▶ [Excerpted passage]
What are the relationships between photosynthesis, ligth-harvesting, photodamage, and repair?
This position is open to externally funded candidates with a degree in Chemistry, Physics or Computer Science.
Candidates will be required to seek funding through the appropriate external funding bodies.
Background and Aims
Plant light-harvesting is not only highly efficient. However, this efficiency poses a serious problem during periods of high light, leading ultimately to a flooding and delicate photosynthetic machinery and irreversible oxidative damage. The photoinhibition is mitigated by a regulatory mechanism known as Non-Photochemical Quenching (NPQ). Short periods of high light lead to the reversible formation of excitation traps in the antenna of photosystem II (PSII) which capture excess energy and harmlessly dissipate it as heat. Despite decades of experimental study the identity of these traps, their location within the PSII antenna, and the mechanism of their formation/deactivation are still hotly debated.
The Duffy Lab adopts a theoretical approach. using the methods of physical chemistry, quantum mechanics, statistical mechanics and computational modelling. Recently, we published the first 'all-pigment' theoretical model of the major component of the PSII antenna (the light-harvesting protein LHCII). This model gave the first molecular picture of the NPQ mechanism and indicates that the carotenoids (the other photosynthetic pigments) are central to light-harvesting regulation.
Currently, we are aiming towards establishing the fundamental theoretical foundations of light-harvesting regulation and in particular the role of carotenoids. We hoping to attract a talented young PhD student to help create the theoretical, mathematical and computational tools necessary to understand how the regulation of light-harvesting operates as part of a complete photosynthetic system. In the process we hope to develop novel computational tools that will guide experimental researchers in their efforts to understand the keystone of the biosphere.

▶ [Data extracts]

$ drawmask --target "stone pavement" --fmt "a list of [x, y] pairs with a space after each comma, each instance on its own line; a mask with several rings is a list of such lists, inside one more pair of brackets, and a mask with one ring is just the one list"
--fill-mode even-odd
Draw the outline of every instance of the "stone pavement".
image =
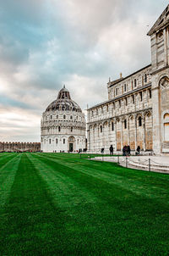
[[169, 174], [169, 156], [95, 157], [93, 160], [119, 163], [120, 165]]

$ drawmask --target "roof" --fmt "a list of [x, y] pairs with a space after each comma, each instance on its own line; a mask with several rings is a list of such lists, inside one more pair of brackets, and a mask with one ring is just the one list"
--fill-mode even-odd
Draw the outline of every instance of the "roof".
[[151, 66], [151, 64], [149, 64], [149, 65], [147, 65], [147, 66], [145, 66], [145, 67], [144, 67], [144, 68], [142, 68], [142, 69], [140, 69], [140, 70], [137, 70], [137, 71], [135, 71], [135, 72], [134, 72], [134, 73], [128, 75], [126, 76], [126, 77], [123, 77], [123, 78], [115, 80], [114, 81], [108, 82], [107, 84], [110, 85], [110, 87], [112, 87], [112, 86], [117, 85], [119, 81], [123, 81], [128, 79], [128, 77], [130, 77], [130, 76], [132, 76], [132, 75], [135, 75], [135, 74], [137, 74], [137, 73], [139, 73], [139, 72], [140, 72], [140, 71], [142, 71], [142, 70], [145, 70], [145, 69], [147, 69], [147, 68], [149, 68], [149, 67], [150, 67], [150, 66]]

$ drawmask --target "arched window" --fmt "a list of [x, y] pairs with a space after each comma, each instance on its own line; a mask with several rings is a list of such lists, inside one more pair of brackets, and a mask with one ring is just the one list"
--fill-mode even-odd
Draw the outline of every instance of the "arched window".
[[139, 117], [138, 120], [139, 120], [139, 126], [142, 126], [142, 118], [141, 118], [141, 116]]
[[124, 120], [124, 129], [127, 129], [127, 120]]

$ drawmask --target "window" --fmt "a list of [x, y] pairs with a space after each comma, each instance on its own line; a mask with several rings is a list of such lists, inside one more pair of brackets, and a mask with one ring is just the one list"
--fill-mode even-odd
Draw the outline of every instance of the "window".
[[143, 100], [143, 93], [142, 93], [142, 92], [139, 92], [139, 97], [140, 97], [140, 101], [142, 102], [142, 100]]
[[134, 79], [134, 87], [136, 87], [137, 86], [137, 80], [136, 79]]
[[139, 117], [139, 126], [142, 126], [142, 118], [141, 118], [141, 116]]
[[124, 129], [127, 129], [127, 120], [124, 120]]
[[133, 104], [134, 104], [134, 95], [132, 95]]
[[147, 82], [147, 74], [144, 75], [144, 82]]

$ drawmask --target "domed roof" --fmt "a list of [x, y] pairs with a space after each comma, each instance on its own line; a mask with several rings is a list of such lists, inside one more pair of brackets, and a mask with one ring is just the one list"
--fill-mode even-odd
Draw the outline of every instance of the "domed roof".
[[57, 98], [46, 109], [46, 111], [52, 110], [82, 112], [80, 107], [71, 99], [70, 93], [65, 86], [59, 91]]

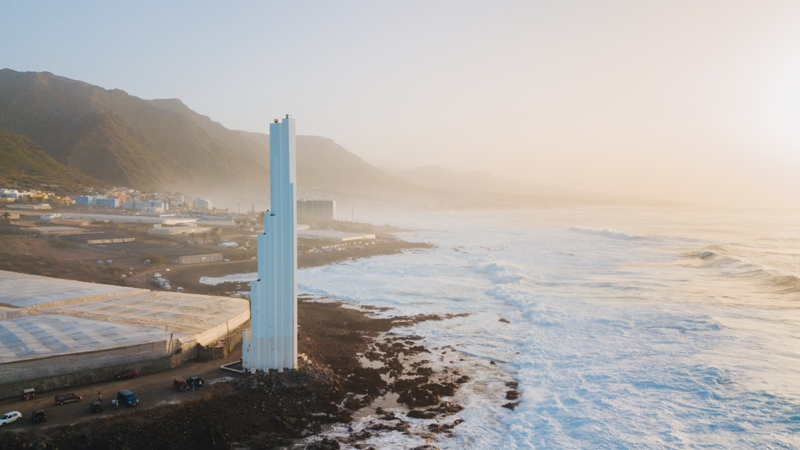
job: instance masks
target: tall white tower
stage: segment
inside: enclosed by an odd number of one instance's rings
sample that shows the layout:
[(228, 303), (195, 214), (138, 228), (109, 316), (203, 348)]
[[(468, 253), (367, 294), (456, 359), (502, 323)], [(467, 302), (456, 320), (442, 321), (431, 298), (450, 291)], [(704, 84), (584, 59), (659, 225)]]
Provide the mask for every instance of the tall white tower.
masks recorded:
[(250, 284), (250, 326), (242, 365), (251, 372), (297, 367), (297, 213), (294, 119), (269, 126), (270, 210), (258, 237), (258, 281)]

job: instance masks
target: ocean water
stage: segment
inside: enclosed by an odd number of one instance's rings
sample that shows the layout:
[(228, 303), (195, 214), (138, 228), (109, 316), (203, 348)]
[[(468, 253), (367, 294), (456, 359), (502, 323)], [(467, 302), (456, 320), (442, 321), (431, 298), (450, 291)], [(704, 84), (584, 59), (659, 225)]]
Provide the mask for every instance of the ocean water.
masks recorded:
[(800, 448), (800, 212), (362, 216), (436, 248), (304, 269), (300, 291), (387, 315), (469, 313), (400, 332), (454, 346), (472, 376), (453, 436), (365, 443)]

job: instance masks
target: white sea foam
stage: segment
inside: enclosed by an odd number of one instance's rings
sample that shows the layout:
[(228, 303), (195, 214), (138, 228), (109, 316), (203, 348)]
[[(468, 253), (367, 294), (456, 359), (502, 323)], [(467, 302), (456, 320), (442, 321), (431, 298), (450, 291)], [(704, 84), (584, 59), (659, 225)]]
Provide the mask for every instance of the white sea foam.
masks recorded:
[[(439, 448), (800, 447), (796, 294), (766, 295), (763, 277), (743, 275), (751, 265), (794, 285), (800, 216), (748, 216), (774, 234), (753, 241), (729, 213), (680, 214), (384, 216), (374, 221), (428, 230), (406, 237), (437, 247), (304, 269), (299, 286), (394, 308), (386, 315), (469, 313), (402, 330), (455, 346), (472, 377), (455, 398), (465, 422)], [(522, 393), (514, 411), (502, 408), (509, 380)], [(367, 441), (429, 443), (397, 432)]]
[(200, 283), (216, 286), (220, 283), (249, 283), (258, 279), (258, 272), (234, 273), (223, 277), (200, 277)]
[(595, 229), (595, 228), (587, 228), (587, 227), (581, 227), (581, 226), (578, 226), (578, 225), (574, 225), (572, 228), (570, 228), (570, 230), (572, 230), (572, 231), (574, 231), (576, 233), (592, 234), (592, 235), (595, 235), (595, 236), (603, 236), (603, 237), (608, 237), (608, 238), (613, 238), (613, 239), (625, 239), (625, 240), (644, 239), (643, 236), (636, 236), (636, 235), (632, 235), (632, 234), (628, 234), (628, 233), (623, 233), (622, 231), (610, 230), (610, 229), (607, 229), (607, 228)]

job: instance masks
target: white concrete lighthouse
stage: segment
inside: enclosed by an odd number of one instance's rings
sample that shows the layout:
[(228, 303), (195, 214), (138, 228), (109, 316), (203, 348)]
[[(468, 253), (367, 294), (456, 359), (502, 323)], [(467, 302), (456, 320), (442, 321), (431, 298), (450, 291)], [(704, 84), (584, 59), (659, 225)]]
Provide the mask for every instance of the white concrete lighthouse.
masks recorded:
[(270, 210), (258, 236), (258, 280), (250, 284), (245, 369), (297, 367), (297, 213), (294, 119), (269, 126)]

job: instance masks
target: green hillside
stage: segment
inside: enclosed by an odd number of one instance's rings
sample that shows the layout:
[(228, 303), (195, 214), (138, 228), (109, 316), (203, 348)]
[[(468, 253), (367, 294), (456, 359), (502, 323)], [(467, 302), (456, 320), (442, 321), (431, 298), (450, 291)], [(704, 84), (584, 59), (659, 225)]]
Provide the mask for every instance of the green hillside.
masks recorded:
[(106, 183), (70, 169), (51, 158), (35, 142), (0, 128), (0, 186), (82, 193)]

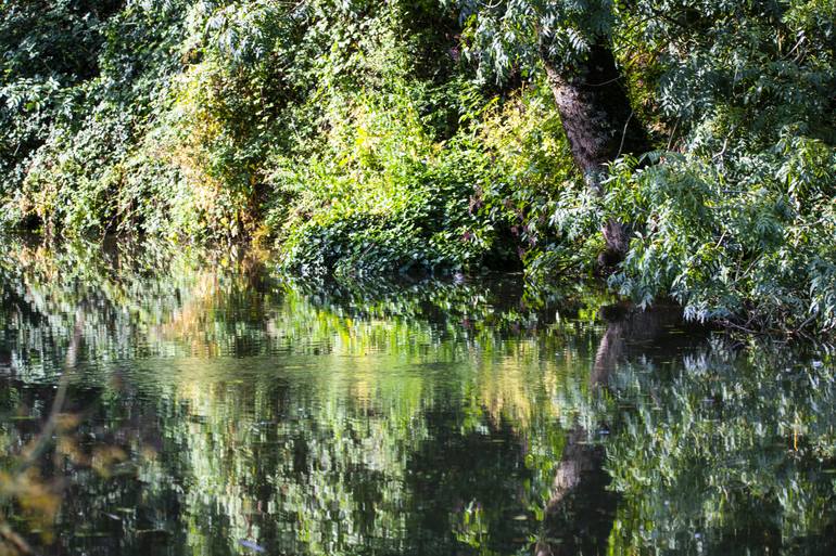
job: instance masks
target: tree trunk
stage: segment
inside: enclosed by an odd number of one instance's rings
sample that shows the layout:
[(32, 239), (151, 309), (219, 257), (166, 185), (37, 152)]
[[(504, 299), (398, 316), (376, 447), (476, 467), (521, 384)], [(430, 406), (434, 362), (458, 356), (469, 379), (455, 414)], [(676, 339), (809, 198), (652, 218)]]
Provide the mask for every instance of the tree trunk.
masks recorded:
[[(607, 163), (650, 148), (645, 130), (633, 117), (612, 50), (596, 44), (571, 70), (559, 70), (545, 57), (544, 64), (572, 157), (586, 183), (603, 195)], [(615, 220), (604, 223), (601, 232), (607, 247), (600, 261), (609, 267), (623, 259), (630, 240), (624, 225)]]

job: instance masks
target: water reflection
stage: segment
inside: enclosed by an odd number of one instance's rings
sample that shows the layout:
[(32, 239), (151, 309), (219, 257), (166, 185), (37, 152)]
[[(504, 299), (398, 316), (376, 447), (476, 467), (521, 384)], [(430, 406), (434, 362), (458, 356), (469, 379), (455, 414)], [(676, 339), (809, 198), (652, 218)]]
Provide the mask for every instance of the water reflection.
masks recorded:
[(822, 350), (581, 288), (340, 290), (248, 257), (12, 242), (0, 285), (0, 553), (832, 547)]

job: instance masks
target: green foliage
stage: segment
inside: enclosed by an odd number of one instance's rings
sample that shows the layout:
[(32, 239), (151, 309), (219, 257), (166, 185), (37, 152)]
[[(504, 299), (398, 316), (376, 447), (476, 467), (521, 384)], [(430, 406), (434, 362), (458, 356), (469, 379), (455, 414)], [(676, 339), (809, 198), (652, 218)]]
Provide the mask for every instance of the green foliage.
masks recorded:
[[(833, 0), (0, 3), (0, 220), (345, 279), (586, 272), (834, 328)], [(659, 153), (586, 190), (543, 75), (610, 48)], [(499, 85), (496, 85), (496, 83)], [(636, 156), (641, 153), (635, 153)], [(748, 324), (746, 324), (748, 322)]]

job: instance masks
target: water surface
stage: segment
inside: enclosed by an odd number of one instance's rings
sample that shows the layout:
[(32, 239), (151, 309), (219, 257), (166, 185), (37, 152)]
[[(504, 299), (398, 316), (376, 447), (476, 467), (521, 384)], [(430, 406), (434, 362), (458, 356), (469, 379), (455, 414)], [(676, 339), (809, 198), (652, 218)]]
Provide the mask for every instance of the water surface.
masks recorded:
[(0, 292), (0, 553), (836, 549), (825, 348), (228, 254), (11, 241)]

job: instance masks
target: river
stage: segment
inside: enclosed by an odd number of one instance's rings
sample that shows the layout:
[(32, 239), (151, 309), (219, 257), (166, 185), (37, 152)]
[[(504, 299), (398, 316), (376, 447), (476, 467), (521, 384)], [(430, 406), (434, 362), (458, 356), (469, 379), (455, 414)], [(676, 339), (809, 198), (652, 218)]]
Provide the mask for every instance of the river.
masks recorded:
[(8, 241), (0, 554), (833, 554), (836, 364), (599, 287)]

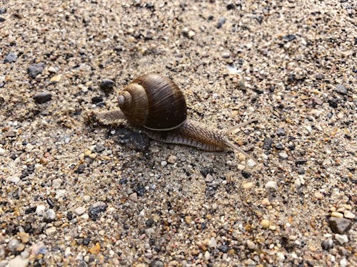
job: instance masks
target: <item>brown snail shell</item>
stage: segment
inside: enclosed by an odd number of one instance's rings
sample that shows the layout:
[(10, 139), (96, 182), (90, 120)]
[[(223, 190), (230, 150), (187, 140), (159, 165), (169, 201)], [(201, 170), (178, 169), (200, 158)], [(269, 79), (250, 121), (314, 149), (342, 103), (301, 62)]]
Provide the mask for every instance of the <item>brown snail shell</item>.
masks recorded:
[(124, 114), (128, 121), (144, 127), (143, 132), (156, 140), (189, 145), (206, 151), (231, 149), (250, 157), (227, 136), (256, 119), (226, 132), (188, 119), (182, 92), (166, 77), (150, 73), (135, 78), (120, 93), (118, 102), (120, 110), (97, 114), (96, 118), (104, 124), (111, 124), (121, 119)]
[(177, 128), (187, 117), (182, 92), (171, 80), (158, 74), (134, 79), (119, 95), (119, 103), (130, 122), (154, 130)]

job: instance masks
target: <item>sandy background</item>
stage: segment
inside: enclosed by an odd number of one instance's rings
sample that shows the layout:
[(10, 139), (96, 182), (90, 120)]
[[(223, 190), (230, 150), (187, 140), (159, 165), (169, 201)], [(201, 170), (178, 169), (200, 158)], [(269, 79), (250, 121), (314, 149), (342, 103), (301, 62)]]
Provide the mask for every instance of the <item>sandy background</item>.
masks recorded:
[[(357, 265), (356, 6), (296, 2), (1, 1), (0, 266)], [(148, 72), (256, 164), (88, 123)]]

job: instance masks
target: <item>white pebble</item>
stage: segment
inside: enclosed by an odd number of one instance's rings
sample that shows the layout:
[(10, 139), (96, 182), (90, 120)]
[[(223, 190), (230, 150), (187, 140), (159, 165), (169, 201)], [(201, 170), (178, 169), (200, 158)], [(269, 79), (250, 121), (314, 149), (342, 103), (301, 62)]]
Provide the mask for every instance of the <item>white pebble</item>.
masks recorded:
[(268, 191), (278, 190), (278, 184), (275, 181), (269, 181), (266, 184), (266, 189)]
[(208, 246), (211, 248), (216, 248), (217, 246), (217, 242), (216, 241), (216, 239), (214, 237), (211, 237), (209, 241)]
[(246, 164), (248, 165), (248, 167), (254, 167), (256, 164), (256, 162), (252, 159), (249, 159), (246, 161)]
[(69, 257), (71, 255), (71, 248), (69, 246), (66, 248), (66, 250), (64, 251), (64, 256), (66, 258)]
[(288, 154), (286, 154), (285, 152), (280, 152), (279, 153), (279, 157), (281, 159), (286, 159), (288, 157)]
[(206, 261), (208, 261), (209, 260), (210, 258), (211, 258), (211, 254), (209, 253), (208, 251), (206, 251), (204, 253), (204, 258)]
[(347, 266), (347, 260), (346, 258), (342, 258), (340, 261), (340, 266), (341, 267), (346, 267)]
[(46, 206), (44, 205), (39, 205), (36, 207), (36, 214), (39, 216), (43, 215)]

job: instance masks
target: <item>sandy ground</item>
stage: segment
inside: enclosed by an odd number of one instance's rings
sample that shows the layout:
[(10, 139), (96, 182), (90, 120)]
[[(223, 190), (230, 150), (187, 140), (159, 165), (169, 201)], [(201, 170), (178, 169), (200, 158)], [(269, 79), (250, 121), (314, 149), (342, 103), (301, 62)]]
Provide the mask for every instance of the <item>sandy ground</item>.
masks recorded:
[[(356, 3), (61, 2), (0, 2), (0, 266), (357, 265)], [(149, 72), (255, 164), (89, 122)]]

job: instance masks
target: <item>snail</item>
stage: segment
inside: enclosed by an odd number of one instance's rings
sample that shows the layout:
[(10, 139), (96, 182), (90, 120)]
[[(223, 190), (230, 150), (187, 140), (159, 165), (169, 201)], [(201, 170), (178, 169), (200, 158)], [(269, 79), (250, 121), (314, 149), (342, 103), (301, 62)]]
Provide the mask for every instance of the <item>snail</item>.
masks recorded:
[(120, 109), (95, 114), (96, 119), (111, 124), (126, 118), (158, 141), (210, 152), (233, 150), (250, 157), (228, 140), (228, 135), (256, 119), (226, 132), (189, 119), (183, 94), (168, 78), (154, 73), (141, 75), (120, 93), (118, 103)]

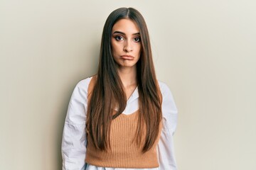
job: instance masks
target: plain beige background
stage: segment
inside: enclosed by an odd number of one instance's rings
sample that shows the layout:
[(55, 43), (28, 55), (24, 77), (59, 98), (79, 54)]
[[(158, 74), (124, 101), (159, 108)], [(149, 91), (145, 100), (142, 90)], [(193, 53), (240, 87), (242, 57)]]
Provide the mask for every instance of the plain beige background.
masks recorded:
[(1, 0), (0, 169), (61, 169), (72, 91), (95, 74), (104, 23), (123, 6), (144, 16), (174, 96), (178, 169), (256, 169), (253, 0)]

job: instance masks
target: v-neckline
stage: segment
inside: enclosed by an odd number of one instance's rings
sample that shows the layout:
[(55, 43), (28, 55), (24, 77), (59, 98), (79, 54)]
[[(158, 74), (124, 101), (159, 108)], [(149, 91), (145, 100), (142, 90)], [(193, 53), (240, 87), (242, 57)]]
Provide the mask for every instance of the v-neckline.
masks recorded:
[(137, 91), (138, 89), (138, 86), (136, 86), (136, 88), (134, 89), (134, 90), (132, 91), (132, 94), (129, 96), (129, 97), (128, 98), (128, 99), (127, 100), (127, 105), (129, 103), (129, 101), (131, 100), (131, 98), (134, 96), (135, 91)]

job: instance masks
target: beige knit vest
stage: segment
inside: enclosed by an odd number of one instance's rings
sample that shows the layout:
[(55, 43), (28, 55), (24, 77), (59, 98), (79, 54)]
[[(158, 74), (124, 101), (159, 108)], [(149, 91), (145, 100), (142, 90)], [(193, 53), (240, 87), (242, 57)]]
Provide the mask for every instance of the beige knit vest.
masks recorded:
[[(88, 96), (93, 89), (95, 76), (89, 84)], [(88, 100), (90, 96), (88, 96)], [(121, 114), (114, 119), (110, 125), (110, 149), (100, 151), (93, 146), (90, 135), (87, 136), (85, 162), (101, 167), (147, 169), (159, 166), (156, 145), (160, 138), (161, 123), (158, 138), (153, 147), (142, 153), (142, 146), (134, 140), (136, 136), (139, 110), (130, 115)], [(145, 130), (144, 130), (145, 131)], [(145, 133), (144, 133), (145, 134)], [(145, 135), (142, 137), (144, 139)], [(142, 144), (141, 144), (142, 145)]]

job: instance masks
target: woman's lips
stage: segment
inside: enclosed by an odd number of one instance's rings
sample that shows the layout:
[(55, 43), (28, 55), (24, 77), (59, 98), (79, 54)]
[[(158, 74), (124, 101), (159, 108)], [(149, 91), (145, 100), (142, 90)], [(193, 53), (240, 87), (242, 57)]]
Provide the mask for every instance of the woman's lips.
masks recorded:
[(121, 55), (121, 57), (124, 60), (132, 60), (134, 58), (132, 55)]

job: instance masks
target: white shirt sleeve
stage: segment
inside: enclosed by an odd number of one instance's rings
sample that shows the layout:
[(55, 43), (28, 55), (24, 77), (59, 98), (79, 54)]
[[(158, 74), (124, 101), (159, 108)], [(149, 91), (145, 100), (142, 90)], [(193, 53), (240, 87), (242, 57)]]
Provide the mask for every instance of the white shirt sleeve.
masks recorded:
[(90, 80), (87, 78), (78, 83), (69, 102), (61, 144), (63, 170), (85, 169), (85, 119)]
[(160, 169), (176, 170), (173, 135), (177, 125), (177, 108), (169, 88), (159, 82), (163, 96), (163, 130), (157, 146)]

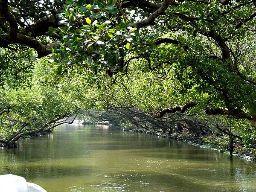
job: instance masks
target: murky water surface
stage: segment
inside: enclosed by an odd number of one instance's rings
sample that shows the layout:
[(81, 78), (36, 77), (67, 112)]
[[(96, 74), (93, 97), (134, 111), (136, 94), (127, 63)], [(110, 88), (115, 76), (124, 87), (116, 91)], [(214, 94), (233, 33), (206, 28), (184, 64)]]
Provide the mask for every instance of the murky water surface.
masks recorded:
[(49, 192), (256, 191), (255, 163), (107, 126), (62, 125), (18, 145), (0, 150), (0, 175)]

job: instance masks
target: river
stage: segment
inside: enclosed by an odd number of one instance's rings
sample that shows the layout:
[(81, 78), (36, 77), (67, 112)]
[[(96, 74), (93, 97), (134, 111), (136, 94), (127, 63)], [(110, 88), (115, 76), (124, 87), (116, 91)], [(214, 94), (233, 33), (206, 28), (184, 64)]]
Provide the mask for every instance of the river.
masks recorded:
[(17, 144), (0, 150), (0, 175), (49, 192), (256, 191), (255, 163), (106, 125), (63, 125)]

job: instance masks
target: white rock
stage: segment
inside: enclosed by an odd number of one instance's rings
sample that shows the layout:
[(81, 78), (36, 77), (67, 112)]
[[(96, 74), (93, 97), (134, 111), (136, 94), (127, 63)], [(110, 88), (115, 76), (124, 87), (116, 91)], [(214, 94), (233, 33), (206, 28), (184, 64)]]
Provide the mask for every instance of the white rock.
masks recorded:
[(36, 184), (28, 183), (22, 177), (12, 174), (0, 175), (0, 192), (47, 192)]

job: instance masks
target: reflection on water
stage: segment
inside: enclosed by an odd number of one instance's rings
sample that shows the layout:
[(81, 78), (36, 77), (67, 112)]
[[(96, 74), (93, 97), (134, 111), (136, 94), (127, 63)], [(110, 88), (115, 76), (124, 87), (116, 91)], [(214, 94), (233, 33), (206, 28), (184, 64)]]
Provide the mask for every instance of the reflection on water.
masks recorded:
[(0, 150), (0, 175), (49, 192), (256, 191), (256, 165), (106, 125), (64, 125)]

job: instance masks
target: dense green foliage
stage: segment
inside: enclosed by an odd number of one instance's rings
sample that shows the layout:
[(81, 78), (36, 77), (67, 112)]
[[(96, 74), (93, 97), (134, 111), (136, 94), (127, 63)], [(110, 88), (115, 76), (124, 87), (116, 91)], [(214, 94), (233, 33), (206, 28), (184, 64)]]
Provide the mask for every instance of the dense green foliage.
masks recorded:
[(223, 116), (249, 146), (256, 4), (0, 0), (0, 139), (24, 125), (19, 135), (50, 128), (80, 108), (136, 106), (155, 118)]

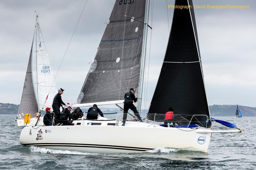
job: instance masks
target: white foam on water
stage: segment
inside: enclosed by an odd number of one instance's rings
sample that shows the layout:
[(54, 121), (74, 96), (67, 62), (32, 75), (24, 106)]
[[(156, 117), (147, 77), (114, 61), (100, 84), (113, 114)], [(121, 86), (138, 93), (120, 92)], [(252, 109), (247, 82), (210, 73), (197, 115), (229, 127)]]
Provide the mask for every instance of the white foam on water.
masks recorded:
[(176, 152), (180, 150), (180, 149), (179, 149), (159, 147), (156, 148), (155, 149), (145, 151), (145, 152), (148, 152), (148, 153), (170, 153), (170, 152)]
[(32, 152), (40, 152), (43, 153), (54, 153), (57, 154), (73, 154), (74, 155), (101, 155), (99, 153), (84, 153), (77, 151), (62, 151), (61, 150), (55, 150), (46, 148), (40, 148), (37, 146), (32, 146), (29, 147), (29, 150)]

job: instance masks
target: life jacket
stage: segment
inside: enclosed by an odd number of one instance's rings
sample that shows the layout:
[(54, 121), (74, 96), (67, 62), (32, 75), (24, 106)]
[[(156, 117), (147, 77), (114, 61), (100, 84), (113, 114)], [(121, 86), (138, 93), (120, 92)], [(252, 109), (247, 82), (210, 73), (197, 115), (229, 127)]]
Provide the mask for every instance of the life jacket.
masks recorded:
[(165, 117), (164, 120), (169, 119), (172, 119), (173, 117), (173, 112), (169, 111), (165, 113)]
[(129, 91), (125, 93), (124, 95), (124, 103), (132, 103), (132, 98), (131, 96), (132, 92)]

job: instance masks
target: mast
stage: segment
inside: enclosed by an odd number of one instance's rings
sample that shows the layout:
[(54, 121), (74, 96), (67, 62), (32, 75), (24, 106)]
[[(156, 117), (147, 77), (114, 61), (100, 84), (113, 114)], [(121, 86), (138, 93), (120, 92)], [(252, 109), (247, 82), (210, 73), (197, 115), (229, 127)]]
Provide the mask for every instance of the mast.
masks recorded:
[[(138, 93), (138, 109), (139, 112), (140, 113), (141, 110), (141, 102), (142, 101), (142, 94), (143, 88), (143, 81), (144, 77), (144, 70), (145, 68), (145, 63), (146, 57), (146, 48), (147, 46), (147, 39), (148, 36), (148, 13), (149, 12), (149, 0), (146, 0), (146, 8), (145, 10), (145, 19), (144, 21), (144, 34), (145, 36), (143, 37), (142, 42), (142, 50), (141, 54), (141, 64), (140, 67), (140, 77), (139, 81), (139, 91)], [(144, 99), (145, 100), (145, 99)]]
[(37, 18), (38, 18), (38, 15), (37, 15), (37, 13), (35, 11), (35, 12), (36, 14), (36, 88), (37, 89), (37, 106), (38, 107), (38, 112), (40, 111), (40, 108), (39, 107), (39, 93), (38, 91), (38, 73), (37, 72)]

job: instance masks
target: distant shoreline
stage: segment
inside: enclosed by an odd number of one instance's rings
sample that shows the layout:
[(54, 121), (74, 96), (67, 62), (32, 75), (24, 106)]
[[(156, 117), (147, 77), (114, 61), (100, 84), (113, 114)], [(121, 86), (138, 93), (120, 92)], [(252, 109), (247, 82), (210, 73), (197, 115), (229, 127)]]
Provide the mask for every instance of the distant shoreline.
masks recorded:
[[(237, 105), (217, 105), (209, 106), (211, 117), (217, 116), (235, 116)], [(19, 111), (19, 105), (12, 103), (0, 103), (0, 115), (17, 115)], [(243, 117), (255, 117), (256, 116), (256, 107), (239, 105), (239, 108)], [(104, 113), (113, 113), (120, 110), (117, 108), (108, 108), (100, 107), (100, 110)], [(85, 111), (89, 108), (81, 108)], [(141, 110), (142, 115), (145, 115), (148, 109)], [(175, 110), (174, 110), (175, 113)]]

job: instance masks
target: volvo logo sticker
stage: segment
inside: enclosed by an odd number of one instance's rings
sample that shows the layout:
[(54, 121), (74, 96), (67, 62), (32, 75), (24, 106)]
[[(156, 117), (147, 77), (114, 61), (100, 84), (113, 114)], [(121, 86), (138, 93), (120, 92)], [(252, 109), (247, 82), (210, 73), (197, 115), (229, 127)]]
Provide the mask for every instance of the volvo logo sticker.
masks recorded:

▶ [Exercise directions]
Answer these questions from the light-harvesting research notice:
(a) Candidates with a degree in which subjects may apply for the position?
(b) What regulatory mechanism mitigates photoinhibition?
(c) What is the name of the light-harvesting protein that is the major component of the PSII antenna?

▶ [Result of this task]
(a) Chemistry, Physics or Computer Science.
(b) Non-Photochemical Quenching (NPQ).
(c) LHCII.